**SELECTED EXCERPT:**
━━━━━━━━━━━━━━━━

How to work with the Max_Tokens parameter

Supported by
OpenAI
Anthropic
Google

What is Max_Tokens

The max_tokens parameter specifies the maximum number of tokens that can be generated in the chat completion.

With that being said, the token count of your prompt plus max_tokens cannot exceed the model’s context length.

How does it work

Every model has a context length. GPT-4o has 128,000, Claude 3.5 Sonnet has 200,000 context length. This number cannot be exceeded.

Each of these models have output size between 4,096 to 16,384 tokens — which means that the output can’t exceed this range.

The Column for “Max Output Tokens” shows how much tokens are reserved for the output by default for OpenAI models.

However, you can use the max_tokens parameter to specify exactly how many tokens the model should reserve from the default number of output tokens.

How to set this parameter correctly

To set this parameter simply add the token count that you’d like to see in the model’s response.

━━━━━━━━━━━━━━━━

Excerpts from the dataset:
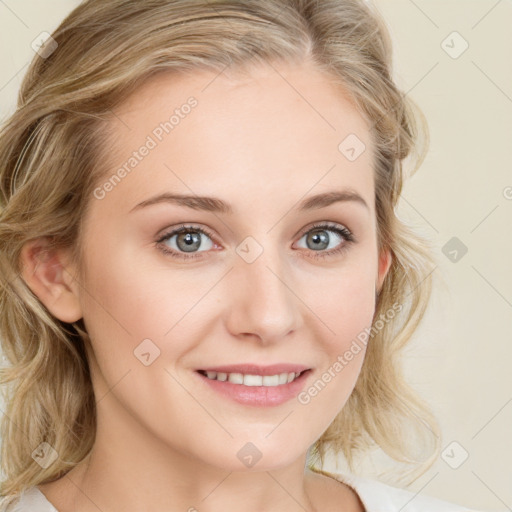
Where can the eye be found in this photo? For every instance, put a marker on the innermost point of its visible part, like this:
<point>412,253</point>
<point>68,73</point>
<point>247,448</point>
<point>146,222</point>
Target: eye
<point>318,239</point>
<point>184,242</point>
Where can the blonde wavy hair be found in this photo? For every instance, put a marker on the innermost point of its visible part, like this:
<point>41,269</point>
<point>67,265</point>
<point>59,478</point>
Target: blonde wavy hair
<point>52,155</point>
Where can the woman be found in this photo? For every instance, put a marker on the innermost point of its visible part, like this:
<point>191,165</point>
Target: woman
<point>205,288</point>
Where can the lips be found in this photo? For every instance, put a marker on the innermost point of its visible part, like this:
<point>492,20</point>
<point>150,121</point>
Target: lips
<point>254,369</point>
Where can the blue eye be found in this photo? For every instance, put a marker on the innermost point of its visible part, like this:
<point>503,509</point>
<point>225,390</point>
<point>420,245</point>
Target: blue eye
<point>188,240</point>
<point>185,241</point>
<point>317,235</point>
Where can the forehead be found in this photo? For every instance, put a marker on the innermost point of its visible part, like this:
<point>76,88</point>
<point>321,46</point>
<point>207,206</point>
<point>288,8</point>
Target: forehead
<point>276,130</point>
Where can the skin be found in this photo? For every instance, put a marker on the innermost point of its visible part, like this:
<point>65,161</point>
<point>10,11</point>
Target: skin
<point>165,440</point>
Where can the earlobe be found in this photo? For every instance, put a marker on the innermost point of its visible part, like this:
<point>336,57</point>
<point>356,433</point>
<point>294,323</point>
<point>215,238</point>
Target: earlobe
<point>47,272</point>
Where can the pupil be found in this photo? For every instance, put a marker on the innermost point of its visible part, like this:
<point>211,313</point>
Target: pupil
<point>320,237</point>
<point>192,241</point>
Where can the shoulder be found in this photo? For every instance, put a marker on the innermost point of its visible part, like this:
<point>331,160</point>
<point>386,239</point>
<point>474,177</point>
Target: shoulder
<point>377,496</point>
<point>30,500</point>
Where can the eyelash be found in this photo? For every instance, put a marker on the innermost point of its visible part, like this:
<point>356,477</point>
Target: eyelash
<point>342,231</point>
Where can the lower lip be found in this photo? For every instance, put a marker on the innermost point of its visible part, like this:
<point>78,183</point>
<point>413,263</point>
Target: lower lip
<point>259,396</point>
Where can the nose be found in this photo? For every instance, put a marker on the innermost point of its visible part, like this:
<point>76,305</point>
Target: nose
<point>262,300</point>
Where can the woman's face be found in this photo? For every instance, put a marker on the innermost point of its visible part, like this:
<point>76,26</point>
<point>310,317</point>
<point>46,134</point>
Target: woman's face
<point>252,282</point>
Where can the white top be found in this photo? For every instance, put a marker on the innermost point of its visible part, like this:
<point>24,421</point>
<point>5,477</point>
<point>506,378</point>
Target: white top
<point>376,496</point>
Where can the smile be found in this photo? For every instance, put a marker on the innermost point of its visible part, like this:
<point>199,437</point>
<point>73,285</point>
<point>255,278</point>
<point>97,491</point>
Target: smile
<point>252,380</point>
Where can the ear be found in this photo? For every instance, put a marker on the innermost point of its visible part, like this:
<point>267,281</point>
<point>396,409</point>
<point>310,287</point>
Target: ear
<point>49,274</point>
<point>385,259</point>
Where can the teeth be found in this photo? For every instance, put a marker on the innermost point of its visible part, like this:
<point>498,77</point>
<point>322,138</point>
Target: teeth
<point>254,380</point>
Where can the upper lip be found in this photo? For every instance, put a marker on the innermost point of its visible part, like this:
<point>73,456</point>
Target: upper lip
<point>254,369</point>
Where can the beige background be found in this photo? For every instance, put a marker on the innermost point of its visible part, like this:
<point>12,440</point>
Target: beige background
<point>460,359</point>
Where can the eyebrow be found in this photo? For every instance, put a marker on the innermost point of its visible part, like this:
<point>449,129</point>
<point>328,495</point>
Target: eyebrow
<point>216,205</point>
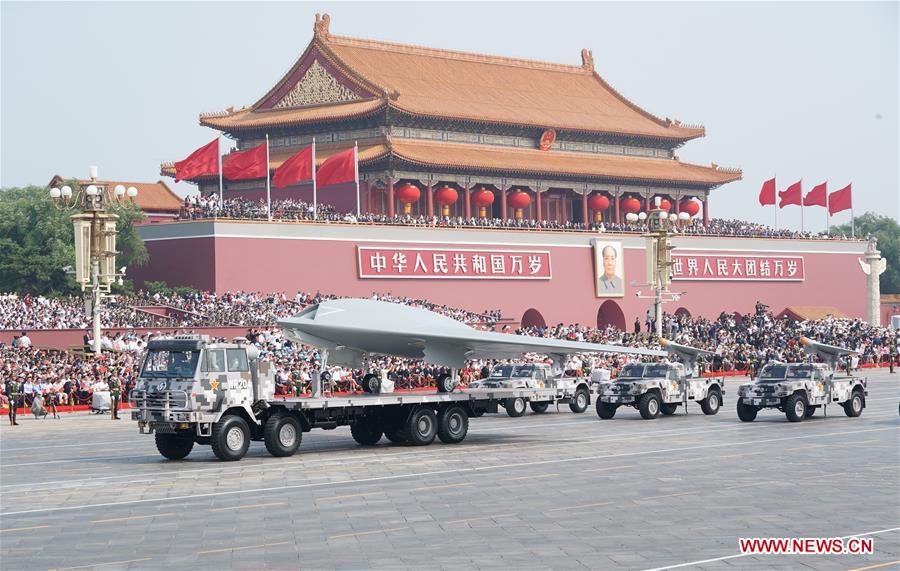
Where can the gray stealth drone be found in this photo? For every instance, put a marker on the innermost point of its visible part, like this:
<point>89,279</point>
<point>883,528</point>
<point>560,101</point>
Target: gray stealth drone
<point>352,328</point>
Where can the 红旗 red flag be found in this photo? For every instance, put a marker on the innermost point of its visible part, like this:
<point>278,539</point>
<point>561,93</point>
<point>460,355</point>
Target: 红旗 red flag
<point>791,195</point>
<point>840,200</point>
<point>296,169</point>
<point>337,169</point>
<point>204,160</point>
<point>247,164</point>
<point>767,194</point>
<point>817,196</point>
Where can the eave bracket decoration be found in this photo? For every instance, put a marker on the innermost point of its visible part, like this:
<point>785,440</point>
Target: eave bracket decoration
<point>316,86</point>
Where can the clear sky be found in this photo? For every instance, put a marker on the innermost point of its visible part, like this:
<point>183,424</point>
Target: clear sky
<point>799,90</point>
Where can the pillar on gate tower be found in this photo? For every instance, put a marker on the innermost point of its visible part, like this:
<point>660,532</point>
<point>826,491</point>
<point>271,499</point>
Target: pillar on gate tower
<point>873,266</point>
<point>390,197</point>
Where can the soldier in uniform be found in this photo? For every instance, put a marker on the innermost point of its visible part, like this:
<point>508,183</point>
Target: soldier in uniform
<point>13,390</point>
<point>115,391</point>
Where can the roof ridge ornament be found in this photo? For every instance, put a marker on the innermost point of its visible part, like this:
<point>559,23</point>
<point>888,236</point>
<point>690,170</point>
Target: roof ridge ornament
<point>587,59</point>
<point>320,28</point>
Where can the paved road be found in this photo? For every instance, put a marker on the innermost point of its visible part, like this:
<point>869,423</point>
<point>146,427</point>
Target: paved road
<point>543,491</point>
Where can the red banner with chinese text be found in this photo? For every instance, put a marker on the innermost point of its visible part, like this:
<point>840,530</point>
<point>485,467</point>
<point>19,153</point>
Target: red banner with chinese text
<point>455,263</point>
<point>727,267</point>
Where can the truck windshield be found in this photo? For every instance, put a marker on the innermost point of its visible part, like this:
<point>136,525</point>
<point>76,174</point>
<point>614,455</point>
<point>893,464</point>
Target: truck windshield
<point>166,363</point>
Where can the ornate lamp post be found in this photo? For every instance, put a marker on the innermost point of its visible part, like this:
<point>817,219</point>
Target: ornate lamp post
<point>95,239</point>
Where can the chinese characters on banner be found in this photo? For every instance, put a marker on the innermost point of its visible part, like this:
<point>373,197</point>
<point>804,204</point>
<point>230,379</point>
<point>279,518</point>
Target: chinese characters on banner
<point>722,267</point>
<point>440,263</point>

━━━━━━━━━━━━━━━━

**ACTIVITIES:**
A – Answer these questions from the page on the max_tokens parameter:
(i) What context length does it give for Claude 3.5 Sonnet?
(ii) What may the token count of the prompt plus max_tokens not exceed?
(iii) Between what numbers of tokens does it say the output size of these models falls?
B – Write the next part of the page on the max_tokens parameter, picking up after its final sentence.
The listing is separate material, unrelated to the page on the max_tokens parameter.

**OUTPUTS FOR THE TASKS:**
A –
(i) 200,000
(ii) The model's context length
(iii) Between 4,096 and 16,384 tokens

B –
How to experiment with this parameter

For chat completions you can skip setting this parameter, and the model will automatically use what’s left from the context length.

However, there are times when you’ll want to limit the length of the output. In those cases, it’s important to have a good way to measure how long the input prompt will be, so you can prevent the output from getting cut off. There are two scenarios for this:

  1. Your prompt is static and you can manually count the tokens needed for the input, and you can easily calculate how much is left for the response;
  2. Your prompt is dynamic, and you count the tokens on the fly with libraries like Tiktoken. Read how to do it here.

When to use Max_Tokens?

You can use the max_tokens parameter in cases where you’d want to control the length of the output. A

For chat completions

You can set a lower token count, because you’d want your chatbot to answer in a shorter, conversational manner.

As a safeguard

You can set a lower token count in cases where you want to prevent the model from continuing its output endlessly, especially if you’re working with high temperature settings that encourage creativity but can lead to verbose responses.

Optimize processing time

You can also optimize how fast the model responds to a real-time feature in the app by limiting the size of the output.